# Input for this task:
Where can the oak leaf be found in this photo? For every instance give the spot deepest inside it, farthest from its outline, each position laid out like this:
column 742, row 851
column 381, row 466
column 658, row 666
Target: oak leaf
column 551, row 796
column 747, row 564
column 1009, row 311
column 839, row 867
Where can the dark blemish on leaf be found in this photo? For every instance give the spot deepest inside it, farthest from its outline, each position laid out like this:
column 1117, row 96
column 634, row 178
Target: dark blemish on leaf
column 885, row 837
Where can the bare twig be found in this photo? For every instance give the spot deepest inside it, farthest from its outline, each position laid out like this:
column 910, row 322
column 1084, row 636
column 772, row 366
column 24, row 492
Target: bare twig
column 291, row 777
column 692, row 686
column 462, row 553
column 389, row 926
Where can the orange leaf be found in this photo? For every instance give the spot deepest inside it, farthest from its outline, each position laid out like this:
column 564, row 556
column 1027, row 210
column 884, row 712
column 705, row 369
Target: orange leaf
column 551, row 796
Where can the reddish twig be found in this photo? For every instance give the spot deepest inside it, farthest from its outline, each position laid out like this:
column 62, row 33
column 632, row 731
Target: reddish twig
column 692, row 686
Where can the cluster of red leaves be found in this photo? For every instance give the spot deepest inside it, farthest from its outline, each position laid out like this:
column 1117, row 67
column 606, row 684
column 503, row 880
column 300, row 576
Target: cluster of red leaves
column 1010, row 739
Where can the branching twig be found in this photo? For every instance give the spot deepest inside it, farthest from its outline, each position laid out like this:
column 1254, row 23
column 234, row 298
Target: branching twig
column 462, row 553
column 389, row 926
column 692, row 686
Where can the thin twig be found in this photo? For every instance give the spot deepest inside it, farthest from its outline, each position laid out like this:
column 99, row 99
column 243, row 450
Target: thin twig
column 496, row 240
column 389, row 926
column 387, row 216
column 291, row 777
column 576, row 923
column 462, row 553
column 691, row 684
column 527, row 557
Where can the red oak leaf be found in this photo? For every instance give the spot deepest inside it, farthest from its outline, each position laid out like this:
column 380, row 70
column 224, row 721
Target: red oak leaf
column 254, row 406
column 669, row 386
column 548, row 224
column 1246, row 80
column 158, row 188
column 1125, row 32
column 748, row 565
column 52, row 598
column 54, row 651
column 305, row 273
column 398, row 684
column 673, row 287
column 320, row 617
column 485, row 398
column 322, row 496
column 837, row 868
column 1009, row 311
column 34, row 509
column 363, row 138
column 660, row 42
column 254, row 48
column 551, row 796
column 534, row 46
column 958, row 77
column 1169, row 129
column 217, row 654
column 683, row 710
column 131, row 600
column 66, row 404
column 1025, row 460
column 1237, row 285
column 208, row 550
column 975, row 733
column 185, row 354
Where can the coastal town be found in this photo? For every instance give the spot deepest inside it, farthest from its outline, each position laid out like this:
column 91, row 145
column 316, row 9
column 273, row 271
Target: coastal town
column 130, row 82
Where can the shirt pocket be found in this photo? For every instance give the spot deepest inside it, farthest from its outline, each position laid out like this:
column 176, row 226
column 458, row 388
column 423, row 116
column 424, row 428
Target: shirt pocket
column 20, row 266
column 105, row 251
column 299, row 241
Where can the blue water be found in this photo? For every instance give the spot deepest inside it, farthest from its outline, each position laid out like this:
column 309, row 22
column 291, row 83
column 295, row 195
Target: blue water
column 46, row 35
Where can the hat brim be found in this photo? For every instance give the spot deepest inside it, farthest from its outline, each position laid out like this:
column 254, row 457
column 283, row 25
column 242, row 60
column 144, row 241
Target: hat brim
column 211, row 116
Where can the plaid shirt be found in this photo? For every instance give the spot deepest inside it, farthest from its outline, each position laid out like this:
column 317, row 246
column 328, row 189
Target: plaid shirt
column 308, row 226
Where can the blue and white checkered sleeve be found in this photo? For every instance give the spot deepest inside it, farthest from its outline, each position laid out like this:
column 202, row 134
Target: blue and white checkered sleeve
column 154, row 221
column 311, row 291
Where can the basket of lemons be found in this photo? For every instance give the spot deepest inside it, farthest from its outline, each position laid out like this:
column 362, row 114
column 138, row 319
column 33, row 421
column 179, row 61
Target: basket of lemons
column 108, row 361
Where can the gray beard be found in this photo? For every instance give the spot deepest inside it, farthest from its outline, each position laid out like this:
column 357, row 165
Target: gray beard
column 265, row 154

# Problem:
Starting with the line that contains "Where can the thin" and going on through the line that contains "column 130, row 82", substitute "innermost" for "deepest" in the listing. Give only those lines again, otherwise unchanged.

# Solution to this exercise:
Where can the thin twig be found in this photo? For every instance give the spot innermost inside it, farthest from its outline, each position laid out like this:
column 99, row 99
column 243, row 450
Target: thin twig
column 496, row 240
column 389, row 926
column 387, row 216
column 291, row 777
column 576, row 923
column 462, row 553
column 691, row 684
column 527, row 557
Where can the red oak leaf be found in this photo? For every instance give the spot innermost inside it, farthest from its outline, each position laid out like this:
column 380, row 70
column 224, row 721
Target: red oak leaf
column 254, row 406
column 669, row 386
column 548, row 224
column 1246, row 80
column 158, row 188
column 1125, row 32
column 748, row 565
column 52, row 598
column 54, row 651
column 305, row 273
column 398, row 684
column 673, row 287
column 320, row 617
column 485, row 398
column 322, row 496
column 837, row 868
column 1009, row 311
column 34, row 509
column 363, row 138
column 660, row 42
column 254, row 48
column 551, row 796
column 534, row 46
column 958, row 77
column 1169, row 129
column 217, row 654
column 683, row 710
column 131, row 600
column 66, row 404
column 1025, row 460
column 1237, row 285
column 208, row 550
column 975, row 733
column 185, row 354
Where can the coastal town be found in this photo? For every instance give the spot innermost inside it, farthest from its outline, each position laid out like this:
column 91, row 145
column 316, row 9
column 273, row 271
Target: coastal town
column 130, row 82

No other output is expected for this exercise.